**WHAT THIS TASK INVOLVES**. Rewrite the rows below as a numbered list, from the first line up to and including the line containing "Expression: framed mirror". Leave out blank lines and the picture.

[Excerpts of labeled region data]
** Start **
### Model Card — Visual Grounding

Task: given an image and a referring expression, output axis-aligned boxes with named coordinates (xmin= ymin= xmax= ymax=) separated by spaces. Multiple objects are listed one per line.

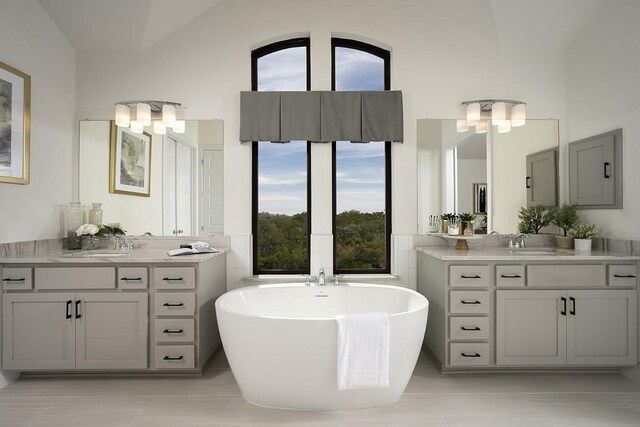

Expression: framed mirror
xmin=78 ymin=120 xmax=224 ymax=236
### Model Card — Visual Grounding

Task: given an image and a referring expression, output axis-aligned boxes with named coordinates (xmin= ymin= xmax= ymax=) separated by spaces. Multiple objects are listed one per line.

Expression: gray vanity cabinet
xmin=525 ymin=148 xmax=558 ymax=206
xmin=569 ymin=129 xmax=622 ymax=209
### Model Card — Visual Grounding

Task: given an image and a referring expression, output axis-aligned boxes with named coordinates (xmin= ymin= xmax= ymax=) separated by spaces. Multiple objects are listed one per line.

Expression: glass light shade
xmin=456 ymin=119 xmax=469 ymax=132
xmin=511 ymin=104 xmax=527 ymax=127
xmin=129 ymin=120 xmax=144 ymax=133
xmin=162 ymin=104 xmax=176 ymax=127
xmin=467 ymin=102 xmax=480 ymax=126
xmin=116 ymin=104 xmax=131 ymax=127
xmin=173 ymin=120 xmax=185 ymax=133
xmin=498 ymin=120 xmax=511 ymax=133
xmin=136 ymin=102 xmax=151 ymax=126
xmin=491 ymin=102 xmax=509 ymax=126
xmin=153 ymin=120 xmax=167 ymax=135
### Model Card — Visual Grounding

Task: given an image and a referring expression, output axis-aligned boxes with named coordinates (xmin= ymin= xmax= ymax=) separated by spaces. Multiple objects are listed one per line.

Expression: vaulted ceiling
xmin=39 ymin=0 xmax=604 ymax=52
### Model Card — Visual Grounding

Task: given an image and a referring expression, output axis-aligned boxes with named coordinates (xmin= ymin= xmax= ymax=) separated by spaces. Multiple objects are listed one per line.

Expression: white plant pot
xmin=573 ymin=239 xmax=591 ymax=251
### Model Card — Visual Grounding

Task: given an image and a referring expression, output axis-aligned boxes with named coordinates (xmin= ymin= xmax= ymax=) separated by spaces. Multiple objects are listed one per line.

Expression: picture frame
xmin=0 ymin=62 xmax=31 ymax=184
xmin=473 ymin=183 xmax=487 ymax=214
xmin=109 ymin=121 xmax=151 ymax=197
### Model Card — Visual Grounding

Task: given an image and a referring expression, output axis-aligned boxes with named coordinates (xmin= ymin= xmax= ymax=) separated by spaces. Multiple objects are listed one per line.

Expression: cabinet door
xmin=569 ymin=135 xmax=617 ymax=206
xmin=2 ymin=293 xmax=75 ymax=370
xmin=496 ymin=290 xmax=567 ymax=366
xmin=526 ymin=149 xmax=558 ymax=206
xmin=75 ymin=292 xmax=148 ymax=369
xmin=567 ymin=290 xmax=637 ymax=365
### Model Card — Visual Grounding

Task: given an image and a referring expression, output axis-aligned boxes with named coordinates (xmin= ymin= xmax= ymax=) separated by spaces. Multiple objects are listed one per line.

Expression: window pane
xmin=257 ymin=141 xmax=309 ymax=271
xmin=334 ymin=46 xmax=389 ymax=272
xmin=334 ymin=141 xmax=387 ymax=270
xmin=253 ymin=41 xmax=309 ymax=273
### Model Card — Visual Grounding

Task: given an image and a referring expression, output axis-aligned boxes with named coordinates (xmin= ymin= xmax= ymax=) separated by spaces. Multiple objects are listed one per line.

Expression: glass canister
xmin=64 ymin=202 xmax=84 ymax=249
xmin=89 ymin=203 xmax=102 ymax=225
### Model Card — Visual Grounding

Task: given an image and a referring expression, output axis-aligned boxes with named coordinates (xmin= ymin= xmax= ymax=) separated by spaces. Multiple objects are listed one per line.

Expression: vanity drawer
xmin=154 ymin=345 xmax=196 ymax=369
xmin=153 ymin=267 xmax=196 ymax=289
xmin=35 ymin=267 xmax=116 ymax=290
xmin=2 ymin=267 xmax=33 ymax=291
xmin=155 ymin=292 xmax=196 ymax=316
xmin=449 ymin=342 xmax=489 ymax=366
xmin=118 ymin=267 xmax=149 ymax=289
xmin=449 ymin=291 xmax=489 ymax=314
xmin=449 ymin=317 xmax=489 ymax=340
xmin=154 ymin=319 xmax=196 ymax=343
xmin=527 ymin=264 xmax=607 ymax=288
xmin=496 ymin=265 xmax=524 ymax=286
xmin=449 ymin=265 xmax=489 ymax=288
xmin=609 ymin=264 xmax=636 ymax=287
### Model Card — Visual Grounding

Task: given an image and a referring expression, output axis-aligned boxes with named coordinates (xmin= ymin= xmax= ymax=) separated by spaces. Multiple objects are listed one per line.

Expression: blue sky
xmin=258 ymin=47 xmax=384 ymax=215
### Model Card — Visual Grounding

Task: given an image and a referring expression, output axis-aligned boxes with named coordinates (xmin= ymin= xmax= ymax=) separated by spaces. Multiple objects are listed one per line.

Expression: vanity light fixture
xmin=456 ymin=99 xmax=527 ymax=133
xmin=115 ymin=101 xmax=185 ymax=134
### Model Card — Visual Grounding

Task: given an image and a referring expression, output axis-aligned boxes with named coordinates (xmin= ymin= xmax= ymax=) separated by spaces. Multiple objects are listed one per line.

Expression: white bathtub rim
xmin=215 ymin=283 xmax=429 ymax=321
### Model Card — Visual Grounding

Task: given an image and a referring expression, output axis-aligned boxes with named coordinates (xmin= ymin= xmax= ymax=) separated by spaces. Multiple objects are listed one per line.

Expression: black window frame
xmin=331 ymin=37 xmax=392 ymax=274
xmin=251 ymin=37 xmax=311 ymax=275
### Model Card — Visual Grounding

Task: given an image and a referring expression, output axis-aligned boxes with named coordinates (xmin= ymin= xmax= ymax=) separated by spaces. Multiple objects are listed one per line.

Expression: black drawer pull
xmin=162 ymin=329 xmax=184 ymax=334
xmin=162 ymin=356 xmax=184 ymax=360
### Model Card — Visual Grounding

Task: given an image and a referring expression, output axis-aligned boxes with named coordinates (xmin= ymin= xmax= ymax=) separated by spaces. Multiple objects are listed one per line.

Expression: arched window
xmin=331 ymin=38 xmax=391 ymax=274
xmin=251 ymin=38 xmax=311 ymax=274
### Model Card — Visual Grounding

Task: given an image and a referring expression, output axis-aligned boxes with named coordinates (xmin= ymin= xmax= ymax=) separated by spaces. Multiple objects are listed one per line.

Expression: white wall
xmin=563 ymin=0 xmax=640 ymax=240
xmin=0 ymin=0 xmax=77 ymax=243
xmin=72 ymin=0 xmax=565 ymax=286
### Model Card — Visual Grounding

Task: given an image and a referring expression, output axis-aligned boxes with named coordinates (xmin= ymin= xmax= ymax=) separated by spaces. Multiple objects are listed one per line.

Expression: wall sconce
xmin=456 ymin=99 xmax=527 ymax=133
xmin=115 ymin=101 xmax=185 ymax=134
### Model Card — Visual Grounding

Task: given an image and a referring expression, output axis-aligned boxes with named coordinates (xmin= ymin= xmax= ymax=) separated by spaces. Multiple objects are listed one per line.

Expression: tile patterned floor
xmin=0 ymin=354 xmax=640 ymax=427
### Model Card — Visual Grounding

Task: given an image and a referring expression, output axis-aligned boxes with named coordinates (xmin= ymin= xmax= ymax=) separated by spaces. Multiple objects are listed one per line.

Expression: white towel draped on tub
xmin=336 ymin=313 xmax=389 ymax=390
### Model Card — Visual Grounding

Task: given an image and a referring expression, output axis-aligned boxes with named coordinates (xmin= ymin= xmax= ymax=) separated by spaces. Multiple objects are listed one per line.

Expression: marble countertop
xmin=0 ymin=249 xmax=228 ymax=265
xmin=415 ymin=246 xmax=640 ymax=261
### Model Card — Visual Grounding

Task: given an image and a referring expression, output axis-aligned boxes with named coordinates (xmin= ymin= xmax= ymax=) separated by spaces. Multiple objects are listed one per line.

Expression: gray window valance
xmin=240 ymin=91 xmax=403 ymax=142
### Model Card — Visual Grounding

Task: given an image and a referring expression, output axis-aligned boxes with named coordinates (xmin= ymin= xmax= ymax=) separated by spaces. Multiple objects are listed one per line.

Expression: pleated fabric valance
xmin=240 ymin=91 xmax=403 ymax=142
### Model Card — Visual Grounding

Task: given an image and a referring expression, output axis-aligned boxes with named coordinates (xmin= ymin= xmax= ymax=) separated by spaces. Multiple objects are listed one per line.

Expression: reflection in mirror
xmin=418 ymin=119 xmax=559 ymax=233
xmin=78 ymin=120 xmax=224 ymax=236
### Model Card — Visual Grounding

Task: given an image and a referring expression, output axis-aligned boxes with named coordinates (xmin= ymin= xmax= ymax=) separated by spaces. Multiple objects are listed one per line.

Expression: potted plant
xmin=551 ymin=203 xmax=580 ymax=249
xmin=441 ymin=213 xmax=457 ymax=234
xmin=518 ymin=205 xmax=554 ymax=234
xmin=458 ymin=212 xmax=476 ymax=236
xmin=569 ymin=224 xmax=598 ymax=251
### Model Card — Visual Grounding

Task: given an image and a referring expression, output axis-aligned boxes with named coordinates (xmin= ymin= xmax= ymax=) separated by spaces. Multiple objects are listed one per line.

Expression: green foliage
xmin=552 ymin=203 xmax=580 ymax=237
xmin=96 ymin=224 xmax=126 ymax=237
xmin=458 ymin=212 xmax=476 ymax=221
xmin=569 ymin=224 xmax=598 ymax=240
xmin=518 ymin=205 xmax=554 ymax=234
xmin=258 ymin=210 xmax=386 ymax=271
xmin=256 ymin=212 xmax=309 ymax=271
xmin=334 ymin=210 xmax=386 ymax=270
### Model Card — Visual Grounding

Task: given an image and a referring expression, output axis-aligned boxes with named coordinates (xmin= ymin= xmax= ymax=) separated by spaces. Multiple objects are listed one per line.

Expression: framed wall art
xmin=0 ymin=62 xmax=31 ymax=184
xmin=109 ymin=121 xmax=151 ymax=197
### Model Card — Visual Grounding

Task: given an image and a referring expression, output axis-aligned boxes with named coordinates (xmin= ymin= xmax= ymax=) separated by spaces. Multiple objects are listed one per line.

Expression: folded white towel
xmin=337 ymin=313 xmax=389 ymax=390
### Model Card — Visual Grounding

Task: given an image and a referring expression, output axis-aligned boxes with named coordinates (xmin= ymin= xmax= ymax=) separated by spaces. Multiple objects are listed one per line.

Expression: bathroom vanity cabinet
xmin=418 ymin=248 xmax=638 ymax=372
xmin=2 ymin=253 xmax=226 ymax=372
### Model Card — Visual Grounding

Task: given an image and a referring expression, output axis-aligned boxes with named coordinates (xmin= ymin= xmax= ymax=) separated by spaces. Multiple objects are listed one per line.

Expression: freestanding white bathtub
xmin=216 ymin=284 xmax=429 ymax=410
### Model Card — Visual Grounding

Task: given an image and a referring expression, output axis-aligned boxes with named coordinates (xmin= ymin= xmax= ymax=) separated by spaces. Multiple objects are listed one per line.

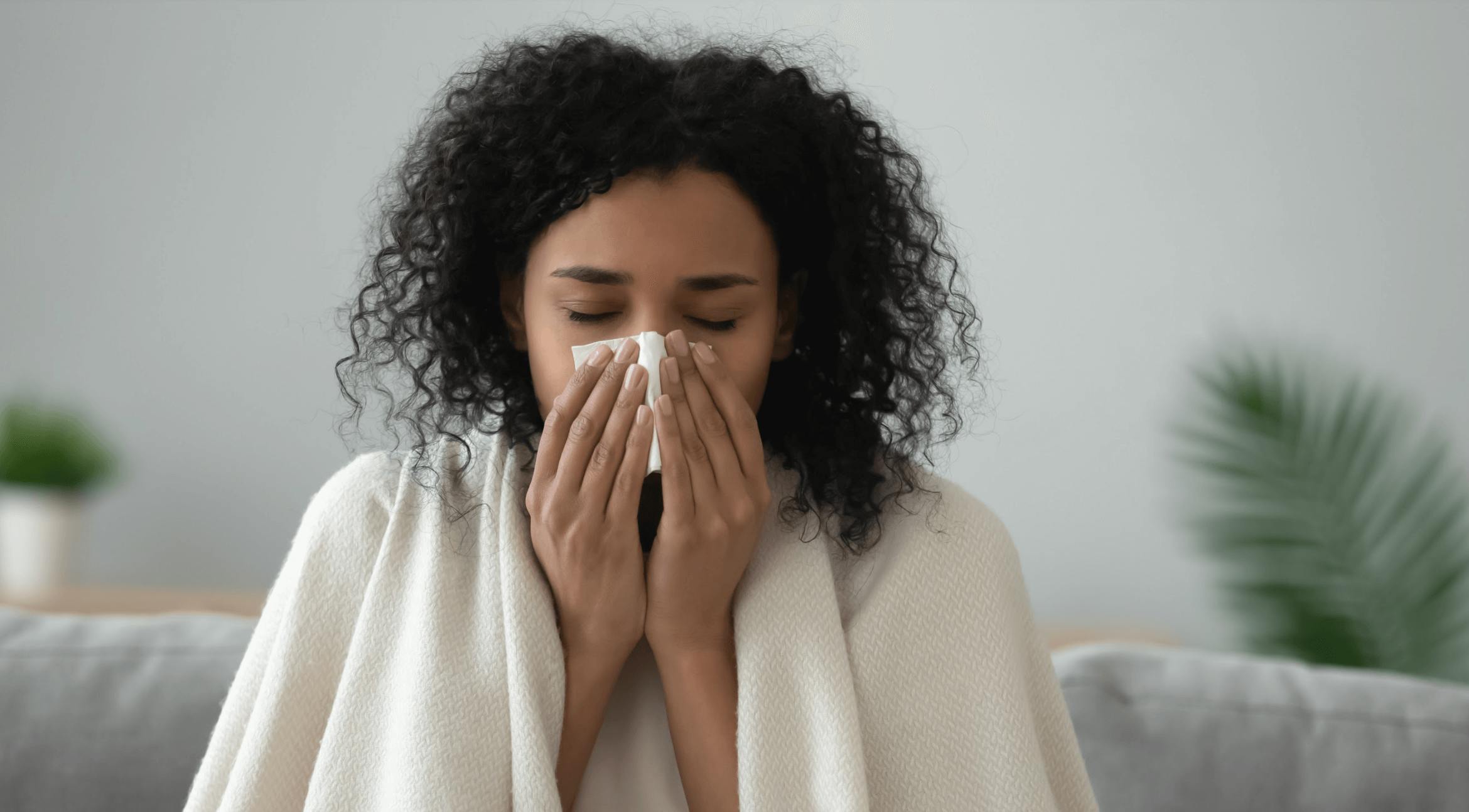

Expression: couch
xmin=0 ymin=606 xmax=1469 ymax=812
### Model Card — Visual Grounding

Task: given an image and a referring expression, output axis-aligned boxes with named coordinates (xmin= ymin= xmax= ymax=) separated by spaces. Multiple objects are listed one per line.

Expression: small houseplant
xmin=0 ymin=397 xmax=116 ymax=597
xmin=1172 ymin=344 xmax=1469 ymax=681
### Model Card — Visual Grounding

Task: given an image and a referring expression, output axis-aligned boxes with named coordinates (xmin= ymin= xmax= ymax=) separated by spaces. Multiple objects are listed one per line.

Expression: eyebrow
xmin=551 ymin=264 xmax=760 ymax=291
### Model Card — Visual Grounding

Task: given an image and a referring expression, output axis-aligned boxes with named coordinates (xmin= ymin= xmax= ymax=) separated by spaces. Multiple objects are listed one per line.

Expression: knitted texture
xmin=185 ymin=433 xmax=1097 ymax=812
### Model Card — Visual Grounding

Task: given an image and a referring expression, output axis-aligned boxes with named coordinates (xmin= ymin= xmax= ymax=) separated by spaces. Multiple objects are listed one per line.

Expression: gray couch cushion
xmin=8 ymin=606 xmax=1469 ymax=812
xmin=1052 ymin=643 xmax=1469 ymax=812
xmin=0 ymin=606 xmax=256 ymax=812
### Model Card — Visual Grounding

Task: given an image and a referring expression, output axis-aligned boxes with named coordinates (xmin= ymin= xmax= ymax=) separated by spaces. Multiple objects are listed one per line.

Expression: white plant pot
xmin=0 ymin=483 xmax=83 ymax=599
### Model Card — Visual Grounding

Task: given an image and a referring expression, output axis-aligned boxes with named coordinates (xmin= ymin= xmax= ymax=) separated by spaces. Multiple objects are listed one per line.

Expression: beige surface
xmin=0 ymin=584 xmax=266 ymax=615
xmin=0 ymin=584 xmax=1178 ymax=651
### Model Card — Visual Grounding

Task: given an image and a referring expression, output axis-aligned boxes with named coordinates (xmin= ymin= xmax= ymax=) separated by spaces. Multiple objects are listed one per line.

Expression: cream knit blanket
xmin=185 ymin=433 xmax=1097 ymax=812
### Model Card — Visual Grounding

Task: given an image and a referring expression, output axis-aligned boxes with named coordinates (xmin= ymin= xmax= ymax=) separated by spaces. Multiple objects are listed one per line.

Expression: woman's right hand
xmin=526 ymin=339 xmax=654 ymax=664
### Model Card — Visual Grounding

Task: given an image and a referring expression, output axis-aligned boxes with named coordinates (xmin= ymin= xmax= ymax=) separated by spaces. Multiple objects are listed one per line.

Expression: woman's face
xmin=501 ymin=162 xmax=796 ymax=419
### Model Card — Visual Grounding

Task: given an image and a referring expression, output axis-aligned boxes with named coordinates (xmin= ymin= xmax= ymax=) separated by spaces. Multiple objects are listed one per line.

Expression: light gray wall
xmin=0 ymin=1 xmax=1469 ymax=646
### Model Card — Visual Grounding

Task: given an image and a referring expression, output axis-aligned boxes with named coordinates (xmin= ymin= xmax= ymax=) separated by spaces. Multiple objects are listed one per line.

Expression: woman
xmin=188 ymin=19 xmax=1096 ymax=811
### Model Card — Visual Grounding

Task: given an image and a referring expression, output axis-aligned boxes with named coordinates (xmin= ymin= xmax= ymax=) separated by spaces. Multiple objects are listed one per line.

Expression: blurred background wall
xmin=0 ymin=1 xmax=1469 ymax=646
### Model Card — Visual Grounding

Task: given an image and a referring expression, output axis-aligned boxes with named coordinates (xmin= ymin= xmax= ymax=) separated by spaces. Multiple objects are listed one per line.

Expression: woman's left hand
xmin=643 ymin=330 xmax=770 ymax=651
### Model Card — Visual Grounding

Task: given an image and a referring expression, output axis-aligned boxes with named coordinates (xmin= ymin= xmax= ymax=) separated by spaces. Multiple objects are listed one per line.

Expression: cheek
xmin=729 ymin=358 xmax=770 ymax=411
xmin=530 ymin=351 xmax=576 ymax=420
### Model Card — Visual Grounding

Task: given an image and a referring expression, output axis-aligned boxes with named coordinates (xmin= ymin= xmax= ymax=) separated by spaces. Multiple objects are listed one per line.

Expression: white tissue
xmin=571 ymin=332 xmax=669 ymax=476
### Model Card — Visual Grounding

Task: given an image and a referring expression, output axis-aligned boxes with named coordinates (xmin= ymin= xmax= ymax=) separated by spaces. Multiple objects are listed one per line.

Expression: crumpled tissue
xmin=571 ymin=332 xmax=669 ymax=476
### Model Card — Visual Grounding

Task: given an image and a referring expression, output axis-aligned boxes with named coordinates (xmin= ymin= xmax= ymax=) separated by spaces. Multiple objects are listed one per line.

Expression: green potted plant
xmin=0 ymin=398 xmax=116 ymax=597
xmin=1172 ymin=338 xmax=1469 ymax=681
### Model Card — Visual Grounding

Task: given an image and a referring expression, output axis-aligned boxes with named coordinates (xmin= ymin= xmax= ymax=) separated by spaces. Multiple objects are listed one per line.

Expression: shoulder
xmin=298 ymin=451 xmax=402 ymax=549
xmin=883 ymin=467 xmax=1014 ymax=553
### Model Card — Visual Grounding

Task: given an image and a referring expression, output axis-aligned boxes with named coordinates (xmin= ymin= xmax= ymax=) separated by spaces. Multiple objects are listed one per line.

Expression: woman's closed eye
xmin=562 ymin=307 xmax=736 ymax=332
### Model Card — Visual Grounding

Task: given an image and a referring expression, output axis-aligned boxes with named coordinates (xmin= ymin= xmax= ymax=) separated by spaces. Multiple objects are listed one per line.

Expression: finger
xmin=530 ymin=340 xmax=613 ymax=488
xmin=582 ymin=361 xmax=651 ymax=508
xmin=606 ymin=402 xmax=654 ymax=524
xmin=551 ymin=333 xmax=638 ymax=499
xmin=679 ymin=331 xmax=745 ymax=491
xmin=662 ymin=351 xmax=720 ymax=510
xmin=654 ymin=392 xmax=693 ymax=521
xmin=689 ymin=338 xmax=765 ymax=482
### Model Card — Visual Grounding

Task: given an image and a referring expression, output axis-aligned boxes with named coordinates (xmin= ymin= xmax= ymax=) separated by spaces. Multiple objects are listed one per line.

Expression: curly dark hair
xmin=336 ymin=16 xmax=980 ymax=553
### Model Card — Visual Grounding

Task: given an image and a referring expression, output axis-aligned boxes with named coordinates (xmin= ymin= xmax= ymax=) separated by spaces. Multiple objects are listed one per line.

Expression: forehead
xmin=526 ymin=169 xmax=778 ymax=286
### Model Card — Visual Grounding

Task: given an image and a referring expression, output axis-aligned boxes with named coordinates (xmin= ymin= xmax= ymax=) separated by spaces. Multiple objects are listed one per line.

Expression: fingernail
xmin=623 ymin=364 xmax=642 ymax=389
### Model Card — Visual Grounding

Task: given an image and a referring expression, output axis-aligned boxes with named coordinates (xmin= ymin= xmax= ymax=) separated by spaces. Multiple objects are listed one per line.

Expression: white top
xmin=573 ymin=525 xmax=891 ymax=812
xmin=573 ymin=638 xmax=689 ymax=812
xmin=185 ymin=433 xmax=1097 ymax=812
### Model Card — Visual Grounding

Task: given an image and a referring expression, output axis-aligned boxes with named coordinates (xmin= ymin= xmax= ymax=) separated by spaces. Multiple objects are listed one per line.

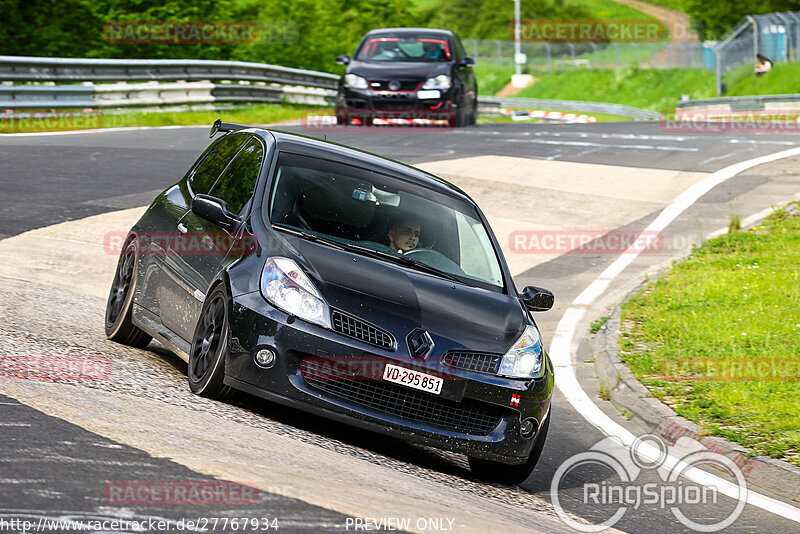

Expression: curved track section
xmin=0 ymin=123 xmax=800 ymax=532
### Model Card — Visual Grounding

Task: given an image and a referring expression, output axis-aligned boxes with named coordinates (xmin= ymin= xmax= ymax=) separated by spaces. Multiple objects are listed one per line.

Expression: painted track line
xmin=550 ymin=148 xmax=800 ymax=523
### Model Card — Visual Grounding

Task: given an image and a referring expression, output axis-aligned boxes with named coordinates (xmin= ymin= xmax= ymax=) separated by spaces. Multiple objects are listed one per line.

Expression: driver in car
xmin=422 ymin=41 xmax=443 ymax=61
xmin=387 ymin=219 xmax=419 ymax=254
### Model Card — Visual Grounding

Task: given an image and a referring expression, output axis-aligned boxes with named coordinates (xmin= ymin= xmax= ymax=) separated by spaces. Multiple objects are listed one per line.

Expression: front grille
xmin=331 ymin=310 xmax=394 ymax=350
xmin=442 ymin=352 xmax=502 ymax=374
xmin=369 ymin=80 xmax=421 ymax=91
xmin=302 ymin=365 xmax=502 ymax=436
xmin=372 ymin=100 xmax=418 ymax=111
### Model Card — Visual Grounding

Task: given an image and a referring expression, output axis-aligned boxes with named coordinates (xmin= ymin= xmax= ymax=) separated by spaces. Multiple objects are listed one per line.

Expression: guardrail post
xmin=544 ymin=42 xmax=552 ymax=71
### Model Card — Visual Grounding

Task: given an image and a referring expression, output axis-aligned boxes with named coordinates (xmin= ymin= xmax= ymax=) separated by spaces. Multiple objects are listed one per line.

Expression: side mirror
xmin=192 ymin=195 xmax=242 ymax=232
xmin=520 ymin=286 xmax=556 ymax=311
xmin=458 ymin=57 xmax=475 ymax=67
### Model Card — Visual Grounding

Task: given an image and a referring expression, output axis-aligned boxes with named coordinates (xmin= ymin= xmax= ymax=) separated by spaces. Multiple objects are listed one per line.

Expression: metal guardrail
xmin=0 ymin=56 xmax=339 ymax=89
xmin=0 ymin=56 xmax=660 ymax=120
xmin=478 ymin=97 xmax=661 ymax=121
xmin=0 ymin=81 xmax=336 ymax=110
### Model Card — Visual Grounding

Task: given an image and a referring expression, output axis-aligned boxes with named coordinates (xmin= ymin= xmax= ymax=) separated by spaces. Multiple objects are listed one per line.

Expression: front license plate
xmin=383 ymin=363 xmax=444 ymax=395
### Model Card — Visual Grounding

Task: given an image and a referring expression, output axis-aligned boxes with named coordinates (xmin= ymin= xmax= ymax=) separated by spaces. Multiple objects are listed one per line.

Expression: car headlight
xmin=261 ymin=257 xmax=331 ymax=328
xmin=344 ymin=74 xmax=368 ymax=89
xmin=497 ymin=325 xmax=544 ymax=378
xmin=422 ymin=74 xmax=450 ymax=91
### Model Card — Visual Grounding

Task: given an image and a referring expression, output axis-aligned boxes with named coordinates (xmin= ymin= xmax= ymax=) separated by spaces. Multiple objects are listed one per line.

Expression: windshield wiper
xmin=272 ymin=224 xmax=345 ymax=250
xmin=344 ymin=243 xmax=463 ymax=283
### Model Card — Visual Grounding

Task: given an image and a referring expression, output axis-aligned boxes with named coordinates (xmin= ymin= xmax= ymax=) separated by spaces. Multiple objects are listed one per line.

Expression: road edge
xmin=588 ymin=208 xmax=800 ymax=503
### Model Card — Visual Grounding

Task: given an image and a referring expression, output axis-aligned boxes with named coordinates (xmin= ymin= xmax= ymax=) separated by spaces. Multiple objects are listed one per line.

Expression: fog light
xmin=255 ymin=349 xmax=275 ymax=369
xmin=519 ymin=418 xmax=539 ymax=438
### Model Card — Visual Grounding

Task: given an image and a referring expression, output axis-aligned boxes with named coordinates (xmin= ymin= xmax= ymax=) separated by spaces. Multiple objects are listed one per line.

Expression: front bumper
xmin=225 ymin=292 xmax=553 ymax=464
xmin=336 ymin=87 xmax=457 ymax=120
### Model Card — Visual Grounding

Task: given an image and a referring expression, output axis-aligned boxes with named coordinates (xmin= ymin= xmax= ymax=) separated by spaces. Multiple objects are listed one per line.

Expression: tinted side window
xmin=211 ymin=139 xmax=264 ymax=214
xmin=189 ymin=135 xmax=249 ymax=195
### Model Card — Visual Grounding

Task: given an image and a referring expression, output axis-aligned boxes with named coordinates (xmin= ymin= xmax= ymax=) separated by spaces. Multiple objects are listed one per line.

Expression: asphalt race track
** End **
**EXERCISE RESPONSE**.
1. ### Model Card — Visual Grounding
2. Task: given an image and a referring expression, output axis-aligned boxes with named coordinates (xmin= ymin= xmax= ymax=) separated by spaces. Multiple objects are listed one per line.
3. Expression: framed mirror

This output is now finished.